Listed entries –
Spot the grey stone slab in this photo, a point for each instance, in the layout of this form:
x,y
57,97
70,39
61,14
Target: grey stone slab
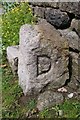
x,y
43,57
12,56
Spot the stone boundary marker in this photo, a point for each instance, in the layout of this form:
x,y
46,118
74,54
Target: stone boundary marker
x,y
47,58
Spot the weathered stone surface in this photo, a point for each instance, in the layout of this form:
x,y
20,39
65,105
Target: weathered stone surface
x,y
48,99
74,78
72,38
75,25
42,44
39,11
12,56
57,18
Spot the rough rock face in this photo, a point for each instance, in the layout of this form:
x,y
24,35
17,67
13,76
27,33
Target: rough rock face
x,y
72,38
43,58
74,78
50,98
12,56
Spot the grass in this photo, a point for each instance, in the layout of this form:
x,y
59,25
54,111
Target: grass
x,y
15,104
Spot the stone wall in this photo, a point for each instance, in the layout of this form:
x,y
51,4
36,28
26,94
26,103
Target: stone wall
x,y
47,58
65,17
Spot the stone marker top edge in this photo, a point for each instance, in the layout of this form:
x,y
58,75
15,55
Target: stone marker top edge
x,y
42,27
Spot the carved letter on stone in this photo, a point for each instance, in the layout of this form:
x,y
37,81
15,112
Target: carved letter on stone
x,y
43,64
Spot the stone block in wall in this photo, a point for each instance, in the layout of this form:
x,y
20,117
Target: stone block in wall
x,y
12,56
75,25
48,99
74,71
43,58
72,38
57,18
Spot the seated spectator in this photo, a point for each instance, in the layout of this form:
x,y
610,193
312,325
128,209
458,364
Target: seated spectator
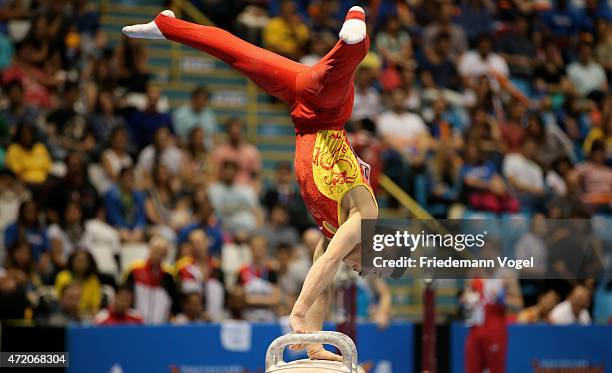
x,y
277,230
483,188
82,269
540,312
481,61
18,110
444,25
394,44
525,177
238,150
367,99
197,114
104,121
165,206
284,191
164,151
152,283
517,48
198,168
27,158
144,124
68,310
258,284
67,127
595,179
587,76
436,67
66,235
199,272
406,136
192,308
574,309
30,229
125,207
120,312
236,204
205,220
286,34
114,158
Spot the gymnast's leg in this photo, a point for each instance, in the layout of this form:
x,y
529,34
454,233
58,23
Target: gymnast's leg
x,y
273,73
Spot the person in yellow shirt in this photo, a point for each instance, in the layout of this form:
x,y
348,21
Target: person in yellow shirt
x,y
28,159
286,34
82,269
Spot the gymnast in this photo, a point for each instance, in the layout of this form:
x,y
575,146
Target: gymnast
x,y
332,179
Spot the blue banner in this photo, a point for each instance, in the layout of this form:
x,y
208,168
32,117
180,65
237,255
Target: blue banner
x,y
546,348
231,348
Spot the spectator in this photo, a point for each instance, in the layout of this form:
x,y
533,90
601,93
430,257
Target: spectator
x,y
165,206
67,126
82,269
278,231
29,228
258,284
437,69
196,114
526,177
284,191
481,61
114,158
483,188
540,312
152,283
66,235
595,179
192,310
587,76
394,44
68,311
239,151
73,187
164,151
236,204
198,168
125,207
444,25
120,312
206,220
144,124
27,158
574,309
200,273
286,34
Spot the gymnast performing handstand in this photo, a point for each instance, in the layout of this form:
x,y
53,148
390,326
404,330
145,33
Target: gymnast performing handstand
x,y
332,179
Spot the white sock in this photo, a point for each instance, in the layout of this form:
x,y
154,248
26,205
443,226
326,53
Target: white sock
x,y
147,30
353,30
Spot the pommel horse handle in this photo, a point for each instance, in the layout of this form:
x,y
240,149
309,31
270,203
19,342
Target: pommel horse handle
x,y
274,355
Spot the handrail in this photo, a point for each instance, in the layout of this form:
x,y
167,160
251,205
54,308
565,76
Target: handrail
x,y
187,7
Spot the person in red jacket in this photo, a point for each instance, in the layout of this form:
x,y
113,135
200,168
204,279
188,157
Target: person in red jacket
x,y
120,312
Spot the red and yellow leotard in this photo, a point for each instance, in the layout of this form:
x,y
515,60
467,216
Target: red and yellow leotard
x,y
321,101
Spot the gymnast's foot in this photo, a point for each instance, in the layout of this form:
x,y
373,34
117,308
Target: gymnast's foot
x,y
147,30
354,29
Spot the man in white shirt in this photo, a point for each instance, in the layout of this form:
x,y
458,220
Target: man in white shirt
x,y
573,310
525,176
586,75
475,63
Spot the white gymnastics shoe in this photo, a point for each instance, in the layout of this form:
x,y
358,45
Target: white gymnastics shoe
x,y
354,29
147,30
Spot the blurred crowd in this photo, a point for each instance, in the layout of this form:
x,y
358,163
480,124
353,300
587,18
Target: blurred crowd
x,y
115,208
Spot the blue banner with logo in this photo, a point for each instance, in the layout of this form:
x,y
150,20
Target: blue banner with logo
x,y
233,347
546,348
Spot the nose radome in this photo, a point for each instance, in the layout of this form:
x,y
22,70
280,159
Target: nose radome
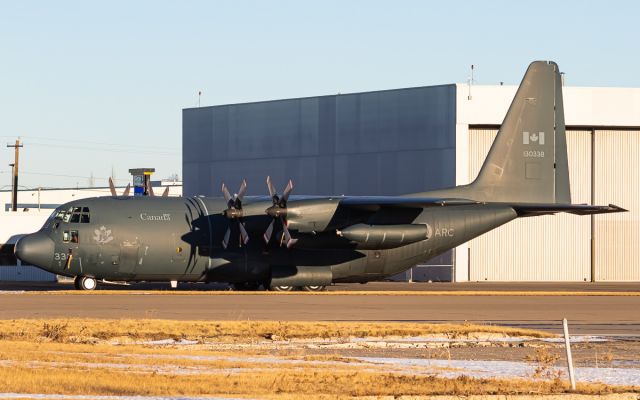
x,y
35,249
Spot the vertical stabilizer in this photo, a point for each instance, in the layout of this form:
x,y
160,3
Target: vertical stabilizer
x,y
527,162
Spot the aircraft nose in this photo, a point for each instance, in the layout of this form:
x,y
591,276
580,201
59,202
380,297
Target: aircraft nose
x,y
35,249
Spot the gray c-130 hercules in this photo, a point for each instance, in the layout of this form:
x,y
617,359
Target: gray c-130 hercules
x,y
287,242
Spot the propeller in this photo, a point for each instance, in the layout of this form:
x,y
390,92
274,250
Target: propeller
x,y
112,188
279,211
234,211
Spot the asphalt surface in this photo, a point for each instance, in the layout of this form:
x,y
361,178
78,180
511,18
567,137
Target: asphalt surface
x,y
600,315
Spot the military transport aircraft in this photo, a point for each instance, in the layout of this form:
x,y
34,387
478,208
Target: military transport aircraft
x,y
288,242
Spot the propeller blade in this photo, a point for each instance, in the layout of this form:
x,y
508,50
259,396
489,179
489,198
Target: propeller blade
x,y
243,190
225,241
268,232
112,188
290,241
287,192
243,233
225,193
272,190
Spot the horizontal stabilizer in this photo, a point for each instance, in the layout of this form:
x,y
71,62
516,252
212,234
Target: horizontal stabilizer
x,y
531,210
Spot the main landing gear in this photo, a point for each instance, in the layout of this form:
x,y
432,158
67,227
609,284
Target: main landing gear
x,y
253,286
297,288
85,282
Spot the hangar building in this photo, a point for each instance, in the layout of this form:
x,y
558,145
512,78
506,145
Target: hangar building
x,y
410,140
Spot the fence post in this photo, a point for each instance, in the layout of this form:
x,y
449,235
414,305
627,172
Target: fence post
x,y
567,345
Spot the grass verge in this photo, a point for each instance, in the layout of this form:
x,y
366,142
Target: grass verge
x,y
84,330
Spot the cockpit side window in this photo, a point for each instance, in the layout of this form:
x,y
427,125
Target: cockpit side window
x,y
77,215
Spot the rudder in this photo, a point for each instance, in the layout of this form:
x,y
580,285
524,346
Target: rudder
x,y
527,162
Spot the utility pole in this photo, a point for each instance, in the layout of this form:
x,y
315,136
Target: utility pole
x,y
14,186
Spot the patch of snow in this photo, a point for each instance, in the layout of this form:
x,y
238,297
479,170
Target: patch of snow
x,y
508,369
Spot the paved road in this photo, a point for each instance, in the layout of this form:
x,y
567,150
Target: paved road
x,y
371,286
614,315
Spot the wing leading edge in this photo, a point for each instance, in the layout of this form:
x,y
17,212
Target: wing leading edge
x,y
375,203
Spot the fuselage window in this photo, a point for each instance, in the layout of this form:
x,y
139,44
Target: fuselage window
x,y
70,236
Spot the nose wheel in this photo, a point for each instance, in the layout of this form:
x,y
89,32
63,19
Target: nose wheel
x,y
85,282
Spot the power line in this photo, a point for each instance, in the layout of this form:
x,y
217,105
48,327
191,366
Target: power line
x,y
128,145
102,149
65,175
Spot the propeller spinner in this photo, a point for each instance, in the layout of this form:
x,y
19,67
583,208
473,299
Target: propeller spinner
x,y
279,211
234,211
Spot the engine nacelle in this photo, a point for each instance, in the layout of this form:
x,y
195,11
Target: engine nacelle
x,y
375,237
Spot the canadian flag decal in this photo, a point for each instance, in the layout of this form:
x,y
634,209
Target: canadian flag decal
x,y
529,138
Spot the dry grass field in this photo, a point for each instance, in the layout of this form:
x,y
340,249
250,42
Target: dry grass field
x,y
119,357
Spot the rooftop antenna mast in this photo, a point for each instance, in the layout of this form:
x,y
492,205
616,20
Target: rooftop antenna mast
x,y
14,186
471,81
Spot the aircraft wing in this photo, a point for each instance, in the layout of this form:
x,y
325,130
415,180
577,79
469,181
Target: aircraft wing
x,y
375,203
530,210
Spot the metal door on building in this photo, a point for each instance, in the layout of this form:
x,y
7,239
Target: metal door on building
x,y
616,181
547,248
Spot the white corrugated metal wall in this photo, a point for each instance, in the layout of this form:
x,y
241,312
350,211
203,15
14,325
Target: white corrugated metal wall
x,y
548,248
617,181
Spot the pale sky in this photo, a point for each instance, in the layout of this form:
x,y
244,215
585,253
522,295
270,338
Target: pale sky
x,y
95,86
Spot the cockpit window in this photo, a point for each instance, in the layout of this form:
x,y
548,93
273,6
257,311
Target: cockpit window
x,y
74,215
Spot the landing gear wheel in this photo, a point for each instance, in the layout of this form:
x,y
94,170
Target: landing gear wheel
x,y
246,286
86,282
314,288
281,288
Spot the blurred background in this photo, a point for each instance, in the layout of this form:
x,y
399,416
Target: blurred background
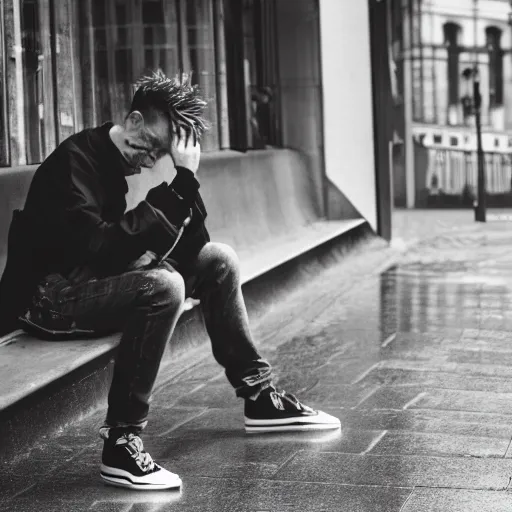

Goal – How many lines of the listing above contain the word "rock"? Reply with the number alone.

Task answer – 2